- Enunciado
Contesta estas preguntas a partir del fragmento sobre la revolución de 1820:
1. ¿En qué localidad se pronunciaron los comandantes Rafael de Riego y Antonio Quiroga?
2. ¿En cuánto tiempo alcanzó su objetivo la rebelión?
3. ¿Qué hizo Manuel Gómez Pedraza ante la inutilidad de las Cortes?

- Fragmento del texto

============

España en ambos hemisferios
A partir de 1820, el mundo hispánico se vio sacudido en su centro por un vértigo revolucionario. El 1 de enero de aquel año en la localidad de Cabezas de San Juan, Sevilla, los comandantes Rafael de Riego y Antonio Quiroga se pronunciaron en contra del absolutismo de Fernando VII y a favor de la restauración del régimen constitucional suprimido desde 1814. La rebelión se expandió gracias al apoyo de otras provincias españolas, alcanzando su objetivo en sólo tres meses: las Cortes volvieron a sesionar en Madrid. El nuevo gobierno constitucional tuvo que hacer frente a las guerras de emancipación que consumían al continente americano. Fue por ello que enfocó sus labores en ofrecer una legislación supuestamente acorde con las demandas americanas para, por la vía pacífica y legal, acabar con las guerras civiles.
Sin embargo, la radicalidad de las nuevas leyes provocó agitación y descontento entre la población de Nueva España, donde los decretos que suprimieron algunos privilegios eclesiásticos fueron mal recibidos e interpretados como un atentado en contra de la “santa religión”. Además, otras leyes encaminadas a establecer una sociedad más igualitaria, como la abolición de los fueros militares o el fin de la exención de impuestos, encontraron la resistencia de las corporaciones afectadas. Ante el desalentador panorama, las Cortes convocaron a diputados americanos para discutir los problemas que aquejaban a sus respectivas regiones. Con entusiasmo se eligió a los representantes del “nuevo mundo”, pero la algarabía se desvaneció durante las sesiones legislativas, al hacerse patente que los prejuicios de tres siglos de dominio colonial impedirían a los americanos contar siquiera con una representación proporcional a la europea. Manuel Gómez Pedraza, uno de los diputados electos, expresó desde Madrid que “los liberales de la península lo eran para sí, y no para los americanos”. Ante la inutilidad de las Cortes, este diputado dejó de asistir a las sesiones.

============

- Material proporcionado
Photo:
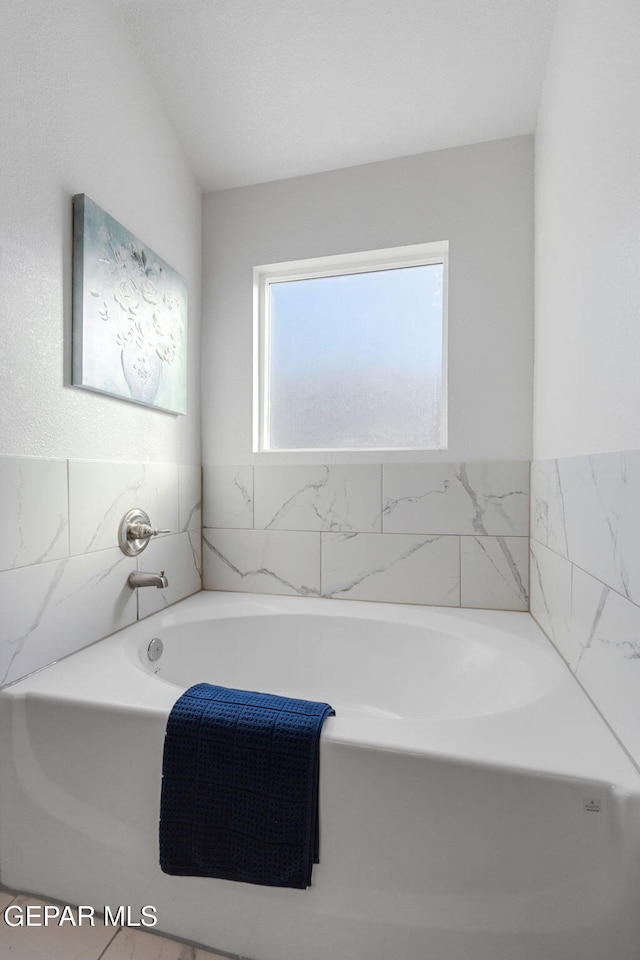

============

- Respuesta
1. En Cabezas de San Juan, Sevilla.
2. En sólo tres meses.
3. Dejó de asistir a las sesiones.